**SOURCE EXCERPT:**
━━━━━━━━━━━━━━━━━━━━

Deputy President, the Criminal Procedure
(Amendment) Bill 2023 (“the Bill”) seeks to introduce a mechanism to address
the legal lacunae in the current criminal appeal system arising from the
inability of the prosecution to appeal against the possible error of a judge of
the Court of First Instance (“CFI”) of the High Court in (1) making a no-case
ruling, or (2) giving a verdict of acquittal, etc., in order to avoid
miscarriages of justice. It is the fundamental responsibility of the
Legislative Council to improve the law and plug the loopholes.
At present, the criminal cases heard by CFI
of the High Court generally involve a jury. In all cases where the jury
returns a verdict of acquittal, the prosecution cannot appeal against such a
verdict. This fundamental principle of the common law is undisputed in
HKSAR. The Bill does not affect this principle in any way.
However, in reality, at various stages
before the judge directs the jury to give a verdict (including after the
prosecution has submitted its evidence, after the defence has submitted its
evidence, or even after both the prosecution and the defence have submitted
their evidence and made their closing submissions), the judge may, on erroneous
grounds and in the absence of the jury, rule that the prosecution’s evidence is
grossly inadequate and that the defendant has no case to answer, thereby
directing the jury to acquit the defendant. Under the current legislation,
the prosecution cannot appeal to correct the error and the defendant cannot be
retried in such circumstances, resulting in an irreversible miscarriage of
justice.

━━━━━━━━━━━━━━━━━━━━

**RECORDED DATA:**
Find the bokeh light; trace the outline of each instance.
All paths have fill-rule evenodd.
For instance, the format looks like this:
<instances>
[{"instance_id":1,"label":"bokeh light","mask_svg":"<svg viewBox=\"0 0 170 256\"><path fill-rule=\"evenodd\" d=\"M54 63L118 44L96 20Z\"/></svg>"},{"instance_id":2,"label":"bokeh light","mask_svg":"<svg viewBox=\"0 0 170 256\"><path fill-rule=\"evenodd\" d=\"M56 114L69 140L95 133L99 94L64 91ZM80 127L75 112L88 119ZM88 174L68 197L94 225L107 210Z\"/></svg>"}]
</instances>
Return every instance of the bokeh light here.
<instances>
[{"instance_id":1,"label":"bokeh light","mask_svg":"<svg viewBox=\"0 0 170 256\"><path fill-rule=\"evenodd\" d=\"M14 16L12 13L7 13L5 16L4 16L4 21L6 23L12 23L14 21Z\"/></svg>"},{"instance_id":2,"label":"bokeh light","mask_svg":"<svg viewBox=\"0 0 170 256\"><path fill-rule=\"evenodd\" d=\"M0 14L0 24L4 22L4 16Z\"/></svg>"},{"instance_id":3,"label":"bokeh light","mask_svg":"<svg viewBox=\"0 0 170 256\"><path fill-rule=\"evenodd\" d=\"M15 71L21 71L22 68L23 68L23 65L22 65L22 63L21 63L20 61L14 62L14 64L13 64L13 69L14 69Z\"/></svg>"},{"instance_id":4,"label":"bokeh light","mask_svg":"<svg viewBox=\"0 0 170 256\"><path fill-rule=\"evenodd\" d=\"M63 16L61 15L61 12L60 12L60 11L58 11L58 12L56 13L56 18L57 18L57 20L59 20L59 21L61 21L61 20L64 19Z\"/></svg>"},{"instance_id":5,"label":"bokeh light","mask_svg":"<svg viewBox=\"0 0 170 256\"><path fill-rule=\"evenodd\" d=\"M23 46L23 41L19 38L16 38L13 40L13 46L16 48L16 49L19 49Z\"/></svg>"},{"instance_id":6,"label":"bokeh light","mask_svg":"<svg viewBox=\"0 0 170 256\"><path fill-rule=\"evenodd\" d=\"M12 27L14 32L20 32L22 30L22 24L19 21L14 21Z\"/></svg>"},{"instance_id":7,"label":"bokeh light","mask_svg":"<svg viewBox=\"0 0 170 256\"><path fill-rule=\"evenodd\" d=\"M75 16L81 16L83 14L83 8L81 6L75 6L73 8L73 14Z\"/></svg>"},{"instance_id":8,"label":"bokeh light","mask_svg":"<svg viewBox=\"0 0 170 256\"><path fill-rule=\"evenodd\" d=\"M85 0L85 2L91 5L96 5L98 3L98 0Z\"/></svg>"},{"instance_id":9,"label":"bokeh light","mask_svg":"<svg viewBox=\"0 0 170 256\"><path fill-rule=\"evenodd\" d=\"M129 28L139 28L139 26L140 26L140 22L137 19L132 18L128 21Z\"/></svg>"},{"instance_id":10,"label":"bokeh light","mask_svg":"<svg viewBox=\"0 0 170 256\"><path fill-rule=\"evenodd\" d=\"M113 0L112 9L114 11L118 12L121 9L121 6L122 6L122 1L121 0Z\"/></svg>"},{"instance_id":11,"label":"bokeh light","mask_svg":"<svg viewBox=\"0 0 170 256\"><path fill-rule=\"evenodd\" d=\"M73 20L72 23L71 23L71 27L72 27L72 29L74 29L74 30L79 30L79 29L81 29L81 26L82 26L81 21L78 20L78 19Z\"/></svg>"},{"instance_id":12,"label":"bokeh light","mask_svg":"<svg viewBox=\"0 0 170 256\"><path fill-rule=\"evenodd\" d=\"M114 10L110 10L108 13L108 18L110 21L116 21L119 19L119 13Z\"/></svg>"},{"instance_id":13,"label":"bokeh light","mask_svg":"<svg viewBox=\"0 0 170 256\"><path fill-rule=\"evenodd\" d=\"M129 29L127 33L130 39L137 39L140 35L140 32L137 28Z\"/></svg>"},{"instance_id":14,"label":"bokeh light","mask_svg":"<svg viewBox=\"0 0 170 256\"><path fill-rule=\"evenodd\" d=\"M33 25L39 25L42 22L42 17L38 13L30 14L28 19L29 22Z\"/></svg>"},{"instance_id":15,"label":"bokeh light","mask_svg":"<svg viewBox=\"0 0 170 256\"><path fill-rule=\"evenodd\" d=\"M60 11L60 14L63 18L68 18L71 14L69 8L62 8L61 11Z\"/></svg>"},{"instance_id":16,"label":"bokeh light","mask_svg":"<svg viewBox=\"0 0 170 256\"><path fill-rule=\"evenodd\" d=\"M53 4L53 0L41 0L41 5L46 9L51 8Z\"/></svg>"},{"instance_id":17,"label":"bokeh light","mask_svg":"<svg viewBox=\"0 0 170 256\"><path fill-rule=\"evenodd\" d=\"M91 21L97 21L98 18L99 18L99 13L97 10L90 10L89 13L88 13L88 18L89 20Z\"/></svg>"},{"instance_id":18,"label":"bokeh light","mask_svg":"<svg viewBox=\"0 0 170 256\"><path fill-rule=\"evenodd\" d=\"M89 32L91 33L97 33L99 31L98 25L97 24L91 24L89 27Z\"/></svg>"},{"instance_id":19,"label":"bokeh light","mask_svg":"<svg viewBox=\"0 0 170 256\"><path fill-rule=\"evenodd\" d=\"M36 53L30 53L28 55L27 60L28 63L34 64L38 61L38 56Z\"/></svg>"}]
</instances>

━━━━━━━━━━━━━━━━━━━━

**YOUR TASKS:**
a. Please condense the paragraph of the speech that begins "However, in reality" into a short bulleted list that keeps its main facts.
b. Reproduce the stretch of the speech from "Deputy President, the" through "in any way.", word for word.
Work only from the speech, not the data.

**EXERCISE SOLUTIONS:**
a.
- A judge may rule, on erroneous grounds and without the jury present, that the prosecution's evidence is grossly inadequate and that the defendant has no case to answer.
- Such a ruling can come at various stages before the jury is directed to give a verdict: after the prosecution's evidence, after the defence's evidence, or even after both sides have given evidence and made closing submissions.
- The judge then directs the jury to acquit the defendant.
- Under current legislation, the prosecution cannot appeal to correct the error, and the defendant cannot be retried.
- The result is an irreversible miscarriage of justice.

b.
Deputy President, the Criminal Procedure
(Amendment) Bill 2023 (“the Bill”) seeks to introduce a mechanism to address
the legal lacunae in the current criminal appeal system arising from the
inability of the prosecution to appeal against the possible error of a judge of
the Court of First Instance (“CFI”) of the High Court in (1) making a no-case
ruling, or (2) giving a verdict of acquittal, etc., in order to avoid
miscarriages of justice. It is the fundamental responsibility of the
Legislative Council to improve the law and plug the loopholes.
At present, the criminal cases heard by CFI
of the High Court generally involve a jury. In all cases where the jury
returns a verdict of acquittal, the prosecution cannot appeal against such a
verdict. This fundamental principle of the common law is undisputed in
HKSAR. The Bill does not affect this principle in any way.